**BRANO DI LETTURA:**
Ormai non lo è più, a giudicare dai ragionamenti del premier spagnolo. "La mossa del premier spagnolo è al tempo stesso la causa e l'effetto della nuova situazione internazionale. Sancisce un dato di fatto: i margini per la svolta, che anche noi consideriamo auspicabile, si sono ulteriormente ristretti".
Un'altra risoluzione Onu, a questo punto, è ancora possibile? Non le pare che lo stesso Kofi Annan, con l'intervista al Pais di due giorni fa, abbia pronunciato troppi se e troppi ma? "Purtroppo si moltiplicano i segnali che rendono difficilissima la svolta. È la stessa Amministrazione Bush che sembra non volerla. Quando gli americani continuano a ripetere che la loro presenza in Iraq durerà ben oltre il passaggio dei poteri all'autorità irachena, quando annunciano addirittura l'invio di altre truppe, o quando discutono di come sostituire Bremher, non fanno altro che allontanare la possibilità di uno sbocco positivo della crisi. A tutto questo, aggiunga l'esito gravissimo del vertice tra Bush e Sharon: Israele accompagna il ritiro parziale dalla striscia di Gaza con l'annessione unilaterale di una parte della Cisgiordania. È un altro schiaffo alle Nazioni Unite, di cui si violano le risoluzioni. È una sconfessione dell'Unione Europee, che solo pochi giorni fa ha ribadito che una riapertura del negoziato mediorientale deve ripartire dai confini fissati nel 1967. Tutto questo non può che compromettere uno sbocco positivo della crisi irachena, e non può non alimentare l'offensiva terroristica di Bin Laden. In questo scenario capisco l'accelerazione di Zapatero. E capisco anche le perplessità di Kofi Annan: l'Onu è stata duramente colpita e umiliata dalle scelte di Bush. È naturale che oggi si muova con grande prudenza".

**DATI PRESENTATI:**
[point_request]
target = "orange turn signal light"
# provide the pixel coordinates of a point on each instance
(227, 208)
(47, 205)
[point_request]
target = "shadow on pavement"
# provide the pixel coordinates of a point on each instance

**TRACCIA DELL'ESERCIZIO:**
Prosegui il brano sulla crisi irachena a partire dalla sua ultima frase. I dati provengono da una fonte diversa.

**SOLUZIONE DELL'ESERCIZIO:**
E allora perché continuate a invocare l'Onu come se fosse la Madonna dei miracoli? "Perché le Nazioni Unite restano l'unica soluzione possibile, per evitare il disastro. In Iraq ci vuole una vera discontinuità. Non serve una risoluzione del Consiglio di sicurezza che avalli ex post ciò che hanno fatto gli Stati Uniti, o che assegni alle Nazioni Unite un ruolo di supporto o di contorno. È necessario invece che l'Amministrazione Bush ponga fine all'occupazione, e che una nuova risoluzione del Consiglio di sicurezza attribuisca all'Onu la responsabilità delle operazioni politico-militari, e il compito di promuovere un governo provvisorio effettivamente rappresentativo di tutte le realtà locali".
A questo punto cosa chiede la Lista Prodi al governo italiano? "La prima cosa è che Berlusconi venga in Parlamento, a spiegare cosa vuole davvero il governo italiano. Finora non l'abbiamo capito: tra il premier, il ministro degli Esteri e quello della Difesa, hanno detto tutto e il contrario di tutto. E poi chiediamo al governo che si faccia promotore di una convocazione straordinaria del Consiglio Europeo, per discutere una posizione unitaria dell'Unione alla luce della svolta spagnola... ".
Berlusconi ha già risposto che non ce n'è bisogno, e che il ritiro spagnolo non lo preoccupa, perché adesso l'Italia diventerà "il miglior alleato degli Stati Uniti". "Le dichiarazioni del presidente del Consiglio sono molto gravi, e persino sconcertanti. Sembra contento del ritiro delle truppe spagnole, perché questo attribuirebbe all'Italia il ruolo di "alleato speciale" degli Usa. È un commento incredibile: il problema, per Berlusconi, è fare la gara a chi è più fedele a Bush. Non si pone affatto, come invece dovrebbe un vero leader europeo, la preoccupazione di ricostituire una solidarietà internazionale non subalterna alla Casa Bianca. Per questo considera inutile un vertice straordinario del Consiglio Ue: è coerente fino in fondo, in questa linea di dissennato anti-europeismo che rifiuta qualunque sforzo di ritessere una rete di alleanze dentro l'Unione. Tutto questo accentua l'isolamento internazionale del nostro Paese, già esposto ai pericoli del terrorismo e al ricatto dei terroristi che hanno rapito quattro ostaggi e ne hanno già assassinato uno".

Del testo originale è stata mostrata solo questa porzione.